Written instruction A >>
Copy down the passage of the IPMI thread from "in the non-IPMI_SYSTEM_INTERFACE_ADDR_TYPE" to "request with sc->ipmi_enqueue_request()".
Written instruction B >>
In the IPMI thread, which queue does the usual path for an application request from userland use?

My understanding is that IPMB and KCS are different physical-layer interfaces 
to the BMC, and only one of them is active on any given motherboard. So if the 
kernel is using KCS, then so is userland. This can be grepped out of 
/var/run/dmesg.boot:

    ipmi0: <IPMI System Interface> port 0xca2,0xca3 on acpi0
    ipmi0: KCS mode found at io 0xca2 on acpi
    ipmi0: IPMI device rev. 1, firmware rev. 1.73, version 2.0, device support 
mask 0xbf
    ipmi0: Number of channels 2
    ipmi0: Attached watchdog
    ipmi0: Establishing power cycle handler

-Ravi (rpokala@)

-----Original Message-----
From: Chuck Silvers <c...@chuq.com>
Date: 2022-11-01, Tuesday at 14:55
To: Ravi Pokala <rpok...@freebsd.org>
Cc: <src-committ...@freebsd.org>, <dev-commits-src-all@FreeBSD.org>, 
<dev-commits-src-m...@freebsd.org>
Subject: Re: f0f3e3e961d3 - main - ipmi: use a queue for kcs driver requests 
when possible

    Hi Ravi,

    the usual path (the IPMI_SYSTEM_INTERFACE_ADDR_TYPE case) for an 
"application" request
    (ie. one from userland) is:

    ipmi_polled_enqueue_request()
    sc->ipmi_enqueue_request()
    ipmi_ioctl()

    which uses the regular (low priority) queue.

    in the non-IPMI_SYSTEM_INTERFACE_ADDR_TYPE case (aka. the IPMB case),
    ipmi_ioctl() does issue two driver requests to set up the IPMB stuff before
    then issuing the real application request with sc->ipmi_enqueue_request() 
as above.
    I don't know much about this IPMB thing, it looks like a kind of 
pass-through
    interface for communicating with another device that sits behind the main
    BMC IPMI controller.

    I suppose that it would make sense to change these two IPMB setup driver 
requests
    to use the regular (low priority) queue (since sleeping is ok in that path),
    but I don't think I have any way to test that since our systems don't use 
this path.

    -Chuck


    On Tue, Nov 01, 2022 at 11:53:57AM -0700, Ravi Pokala wrote:
    > Hi Chuck,
    > 
    > As best as I can tell, the stack for handling a request from userland 
(e.g. `ipmitool') looks like this:
    > 
    > ipmi_polled_enqueue_request_highpri()
    > kcs_driver_request_queue() /* assuming not panicked or dumping core */
    > kcs_driver_request()
    > sc->ipmi_driver_request()
    > ipmi_submit_driver_request()
    > ipmi_ioctl()

Supplied data >>
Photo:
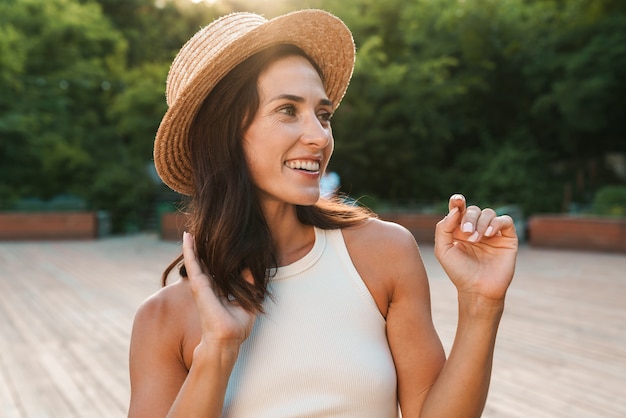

Written response A >>
in the non-IPMI_SYSTEM_INTERFACE_ADDR_TYPE case (aka. the IPMB case),
    ipmi_ioctl() does issue two driver requests to set up the IPMB stuff before
    then issuing the real application request with sc->ipmi_enqueue_request()

Written response B >>
The regular (low priority) queue.